* **Task directions**:
In how many lines of the data below does the word "truck" appear? Reply with the number and nothing more.

* **Record excerpts**:
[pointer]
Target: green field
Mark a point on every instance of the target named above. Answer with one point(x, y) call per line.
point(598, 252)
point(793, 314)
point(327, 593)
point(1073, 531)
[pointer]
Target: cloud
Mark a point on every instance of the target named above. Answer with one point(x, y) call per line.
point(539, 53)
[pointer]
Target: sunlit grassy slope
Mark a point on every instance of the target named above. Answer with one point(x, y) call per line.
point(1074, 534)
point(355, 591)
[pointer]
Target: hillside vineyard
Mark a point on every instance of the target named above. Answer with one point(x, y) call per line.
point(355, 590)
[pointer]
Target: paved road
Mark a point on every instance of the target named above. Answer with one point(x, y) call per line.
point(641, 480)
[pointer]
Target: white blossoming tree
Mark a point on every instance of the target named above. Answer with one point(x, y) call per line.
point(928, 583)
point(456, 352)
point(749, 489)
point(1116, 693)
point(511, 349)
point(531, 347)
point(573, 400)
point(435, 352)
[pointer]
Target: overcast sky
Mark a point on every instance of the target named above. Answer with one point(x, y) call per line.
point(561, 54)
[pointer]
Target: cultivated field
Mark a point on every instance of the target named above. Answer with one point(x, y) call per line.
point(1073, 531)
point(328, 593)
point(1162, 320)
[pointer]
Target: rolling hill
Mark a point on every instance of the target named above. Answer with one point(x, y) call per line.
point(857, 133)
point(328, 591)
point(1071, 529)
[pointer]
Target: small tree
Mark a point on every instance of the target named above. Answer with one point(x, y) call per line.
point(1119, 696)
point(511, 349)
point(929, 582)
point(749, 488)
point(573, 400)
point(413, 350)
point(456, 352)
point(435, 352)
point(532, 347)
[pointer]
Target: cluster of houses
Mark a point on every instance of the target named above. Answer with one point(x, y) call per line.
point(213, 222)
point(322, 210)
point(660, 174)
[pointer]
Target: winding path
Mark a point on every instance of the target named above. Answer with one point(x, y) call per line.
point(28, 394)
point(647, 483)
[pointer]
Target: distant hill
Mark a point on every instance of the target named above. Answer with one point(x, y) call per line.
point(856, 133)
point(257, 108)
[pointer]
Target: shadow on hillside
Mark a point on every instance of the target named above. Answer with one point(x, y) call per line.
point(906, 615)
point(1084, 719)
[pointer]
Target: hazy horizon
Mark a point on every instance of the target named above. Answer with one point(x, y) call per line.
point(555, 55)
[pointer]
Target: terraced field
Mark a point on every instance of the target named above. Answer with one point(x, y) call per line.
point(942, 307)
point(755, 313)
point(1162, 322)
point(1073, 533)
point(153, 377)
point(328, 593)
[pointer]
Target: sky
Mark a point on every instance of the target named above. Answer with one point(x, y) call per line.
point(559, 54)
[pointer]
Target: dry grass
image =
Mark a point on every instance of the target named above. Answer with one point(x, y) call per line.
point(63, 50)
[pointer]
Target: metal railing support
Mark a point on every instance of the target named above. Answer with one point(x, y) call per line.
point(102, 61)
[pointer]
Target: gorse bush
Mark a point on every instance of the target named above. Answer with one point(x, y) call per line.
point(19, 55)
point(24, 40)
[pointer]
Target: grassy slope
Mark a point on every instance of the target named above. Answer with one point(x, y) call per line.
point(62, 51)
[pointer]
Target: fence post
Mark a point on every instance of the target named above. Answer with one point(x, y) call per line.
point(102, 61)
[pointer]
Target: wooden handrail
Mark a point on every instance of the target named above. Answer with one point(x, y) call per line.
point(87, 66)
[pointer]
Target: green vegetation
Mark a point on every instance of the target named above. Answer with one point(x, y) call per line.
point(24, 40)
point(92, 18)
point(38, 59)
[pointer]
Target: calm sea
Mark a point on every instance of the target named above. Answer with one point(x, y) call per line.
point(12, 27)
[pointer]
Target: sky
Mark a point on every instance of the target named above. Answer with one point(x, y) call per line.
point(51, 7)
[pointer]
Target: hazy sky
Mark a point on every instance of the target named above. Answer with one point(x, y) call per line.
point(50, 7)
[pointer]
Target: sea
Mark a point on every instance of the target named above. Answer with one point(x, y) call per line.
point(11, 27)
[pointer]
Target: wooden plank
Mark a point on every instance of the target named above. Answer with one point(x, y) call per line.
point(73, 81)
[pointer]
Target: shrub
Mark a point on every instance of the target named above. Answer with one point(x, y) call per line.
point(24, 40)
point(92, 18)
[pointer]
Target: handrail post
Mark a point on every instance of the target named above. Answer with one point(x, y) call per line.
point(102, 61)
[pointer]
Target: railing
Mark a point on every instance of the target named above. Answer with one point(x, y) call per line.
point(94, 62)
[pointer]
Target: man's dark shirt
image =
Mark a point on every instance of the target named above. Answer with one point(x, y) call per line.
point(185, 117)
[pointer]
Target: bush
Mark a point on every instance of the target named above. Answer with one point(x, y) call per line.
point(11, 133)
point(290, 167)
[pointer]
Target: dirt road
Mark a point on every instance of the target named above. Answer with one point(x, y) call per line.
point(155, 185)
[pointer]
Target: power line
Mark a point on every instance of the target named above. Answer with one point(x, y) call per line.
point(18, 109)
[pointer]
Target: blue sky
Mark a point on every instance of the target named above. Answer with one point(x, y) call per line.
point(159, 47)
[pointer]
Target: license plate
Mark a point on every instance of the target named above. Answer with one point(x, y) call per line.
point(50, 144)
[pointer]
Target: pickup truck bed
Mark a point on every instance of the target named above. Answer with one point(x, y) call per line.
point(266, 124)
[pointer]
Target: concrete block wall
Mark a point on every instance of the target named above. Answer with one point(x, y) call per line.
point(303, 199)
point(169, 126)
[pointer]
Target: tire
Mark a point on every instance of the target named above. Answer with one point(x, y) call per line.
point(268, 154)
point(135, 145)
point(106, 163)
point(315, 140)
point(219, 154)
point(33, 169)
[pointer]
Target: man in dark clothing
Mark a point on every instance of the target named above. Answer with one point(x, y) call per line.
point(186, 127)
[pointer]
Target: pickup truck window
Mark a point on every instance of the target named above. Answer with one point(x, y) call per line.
* * *
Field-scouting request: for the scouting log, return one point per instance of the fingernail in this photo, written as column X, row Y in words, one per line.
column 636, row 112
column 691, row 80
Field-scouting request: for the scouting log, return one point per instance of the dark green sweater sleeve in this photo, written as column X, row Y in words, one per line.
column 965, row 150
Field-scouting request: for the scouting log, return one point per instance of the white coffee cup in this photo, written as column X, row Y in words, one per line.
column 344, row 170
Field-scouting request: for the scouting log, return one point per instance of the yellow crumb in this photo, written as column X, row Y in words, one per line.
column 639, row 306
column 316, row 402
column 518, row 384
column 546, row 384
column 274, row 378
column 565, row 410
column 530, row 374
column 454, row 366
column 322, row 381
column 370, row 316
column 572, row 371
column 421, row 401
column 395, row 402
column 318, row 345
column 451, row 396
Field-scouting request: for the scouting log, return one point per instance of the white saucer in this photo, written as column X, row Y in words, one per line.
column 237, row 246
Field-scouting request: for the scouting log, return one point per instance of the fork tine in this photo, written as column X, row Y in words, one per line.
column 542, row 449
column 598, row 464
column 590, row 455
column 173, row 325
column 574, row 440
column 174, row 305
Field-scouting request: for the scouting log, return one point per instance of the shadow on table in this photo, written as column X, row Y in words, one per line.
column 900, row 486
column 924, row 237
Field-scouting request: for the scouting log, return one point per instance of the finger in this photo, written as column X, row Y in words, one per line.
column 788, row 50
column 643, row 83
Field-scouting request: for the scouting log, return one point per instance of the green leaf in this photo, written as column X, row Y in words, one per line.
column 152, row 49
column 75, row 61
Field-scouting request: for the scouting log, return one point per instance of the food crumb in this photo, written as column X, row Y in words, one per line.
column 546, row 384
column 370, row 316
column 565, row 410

* **Written reply**:
2